**DOCUMENT EXTRACT**.

Querying Data Products

Data Products can be queried using the REST API to retrieve their properties and associated assets.

Query a Data Product via REST API
# Inlined from /metadata-ingestion/examples/library/dataproduct_query_rest.py
import logging

from datahub.ingestion.graph.client import DatahubClientConfig, DataHubGraph

log = logging.getLogger(__name__)
logging.basicConfig(level=logging.INFO)

gms_endpoint = "http://localhost:8080"
graph = DataHubGraph(DatahubClientConfig(server=gms_endpoint))

data_product_urn = "urn:li:dataProduct:customer_360"

data_product = graph.get_entity_raw(
entity_urn=data_product_urn,
aspects=[
"dataProductKey",
"dataProductProperties",
"ownership",
"domains",
"globalTags",
"glossaryTerms",
],
)

if data_product:
log.info(f"Successfully retrieved Data Product: {data_product_urn}")

properties = data_product.get("dataProductProperties")
if properties:
log.info(f"Name: {properties.get('name')}")
log.info(f"Description: {properties.get('description')}")

assets = properties.get("assets", [])
log.info(f"Number of assets: {len(assets)}")
for asset in assets:
asset_urn = asset.get("destinationUrn")
is_output_port = asset.get("outputPort", False)
log.info(f" - Asset: {asset_urn} (Output Port: {is_output_port})")

domains = data_product.get("domains")
if domains:
domain_urns = domains.get("domains", [])
log.info(f"Domain: {domain_urns}")

ownership = data_product.get("ownership")
if ownership:
owners = ownership.get("owners", [])
log.info(f"Number of owners: {len(owners)}")
for owner in owners:
log.info(f" - Owner: {owner.get('owner')} (Type: {owner.get('type')})")

tags = data_product.get("globalTags")
if tags:
tag_list = tags.get("tags", [])
log.info(f"Tags: {[t.get('tag') for t in tag_list]}")

terms = data_product.get("glossaryTerms")
if terms:
term_list = terms.get("terms", [])
log.info(f"Glossary Terms: {[t.get('urn') for t in term_list]}")
else:
log.error(f"Data Product not found: {data_product_urn}")

Integration Points

Data Products integrate with several key areas of DataHub:

Relationship to Domains

Data Products must belong to a Domain, creating a hierarchical organization:

Domain (e.g., "Marketing")
└── Data Product (e.g., "Customer 360")
├── Dataset: customer_profile
├── Dataset: customer_transactions
├── Dashboard: customer_overview
└── DataFlow: customer_pipeline

This hierarchy allows organizations to implement data mesh principles where each domain owns and manages its Data Products.

**DATA PROVIDED**.
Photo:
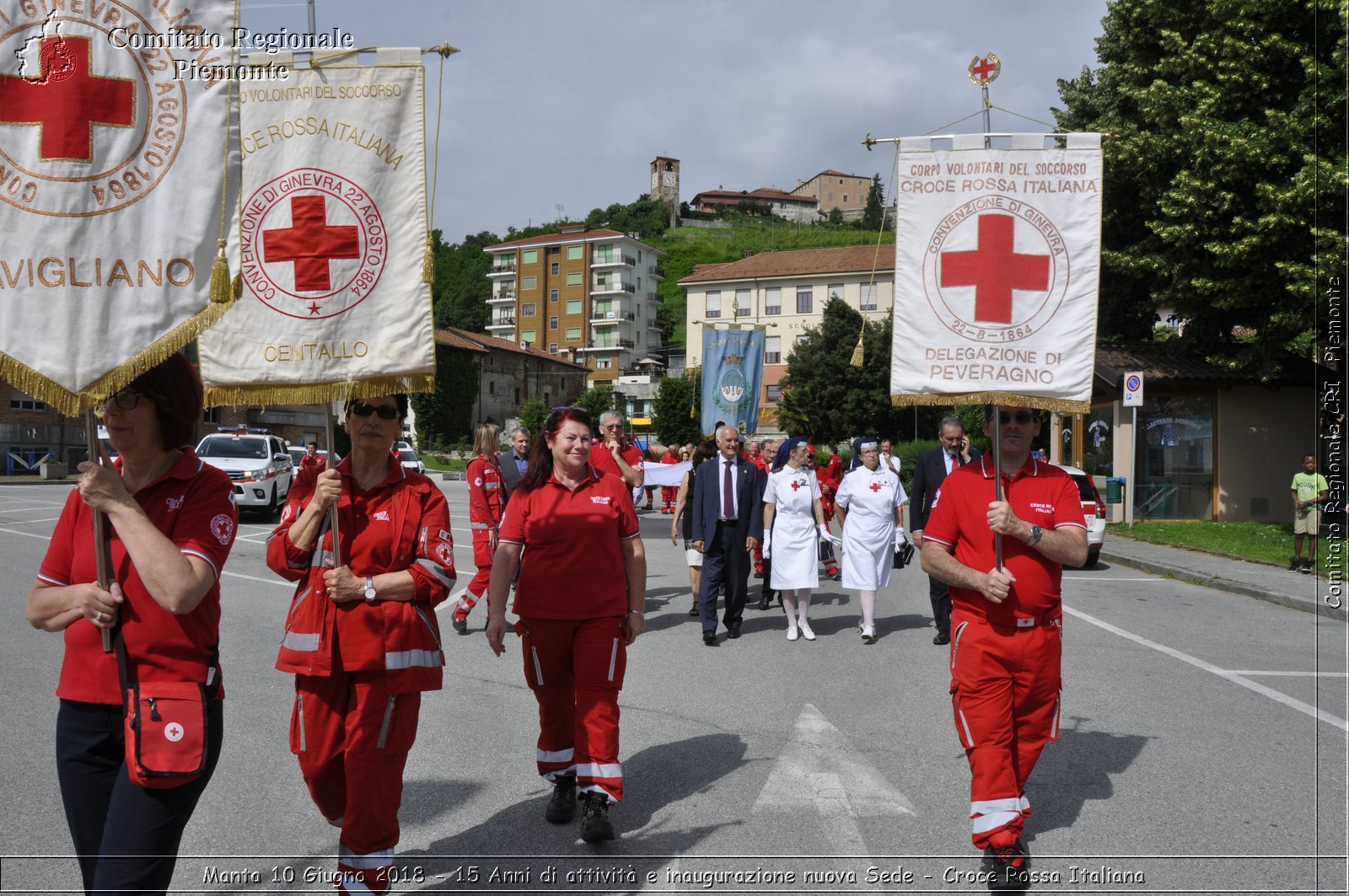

**EXERCISE TASKS**.
• 1. In the Data Products text, which server address is assigned to gms_endpoint in the query code?
• 2. Please explain, using the Data Products text, what the Domain hierarchy allows organizations to do.
• 3. Write what comes next in the Data Products text, picking up after its last sentence.

**ANSWERS TO THE EXERCISES**.
• 1. http://localhost:8080

• 2. Every Data Product must belong to a Domain, which creates a hierarchical organization. That hierarchy lets organizations implement data mesh principles, where each domain owns and manages its Data Products.

• 3.
Relationship to Assets

Data Products create a DataProductContains relationship with their assets. This relationship is bidirectional:

  • From the Data Product, you can see all contained assets
  • From any asset, you can see which Data Product(s) it belongs to

An asset can belong to multiple Data Products, allowing for flexible organization schemes (e.g., an asset could be part of both a "Customer 360" product and a "Marketing Analytics" product).

Authorization and Access Control

DataHub provides fine-grained permissions for Data Products:

  • Manage Data Product: Required to create/delete Data Products within a Domain
  • Edit Data Product: Required to add/remove assets from a Data Product

These privileges can be granted through Metadata Policies, allowing organizations to control who can create and modify Data Products.

GraphQL API

The DataHub GraphQL API provides several mutations for working with Data Products:

  • createDataProduct: Create a new Data Product within a Domain
  • updateDataProduct: Update Data Product properties
  • deleteDataProduct: Delete a Data Product
  • batchSetDataProduct: Add or remove multiple assets from a Data Product
  • listDataProductAssets: Query assets belonging to a Data Product

Search and Discovery

Data Products are searchable entities in DataHub. The name and description fields are indexed, and Data Products can be filtered by:

  • Domain
  • Ownership
  • Tags
  • Glossary Terms
  • Structured Properties

This makes it easy for data consumers to discover relevant Data Products across the organization.

Notable Exceptions

Domain Requirement

Unlike many other entities in DataHub, Data Products have a hard requirement to belong to a Domain. This is by design to support data mesh principles where every Data Product must have a clear organizational owner. You cannot create a Data Product without first having a Domain to associate it with.

Output Ports

The outputPort flag on asset associations is a forward-looking feature aligned with data mesh principles. While the flag can be set today, advanced features around output ports (such as differentiated access control or versioning) are still being developed. The current roadmap includes:

  • Support for marking data assets in a Data Product as private versus shareable
  • Support for declaring data lineage manually between Data Products
  • Support for declaring logical schemas for Data Products
  • Support for associating data contracts with Data Products
  • Support for semantic versioning of Data Products

YAML-based Management

DataHub supports managing Data Products as code through YAML files. This enables GitOps workflows where Data Product definitions are version-controlled and deployed through CI/CD pipelines. The datahub CLI provides commands to:

  • datahub dataproduct upsert: Create or update Data Products from YAML
  • datahub dataproduct diff: Compare YAML with current state
  • datahub dataproduct delete: Remove Data Products

This allows for a hybrid model where business users can manage Data Products through the UI while technical teams can use infrastructure-as-code practices.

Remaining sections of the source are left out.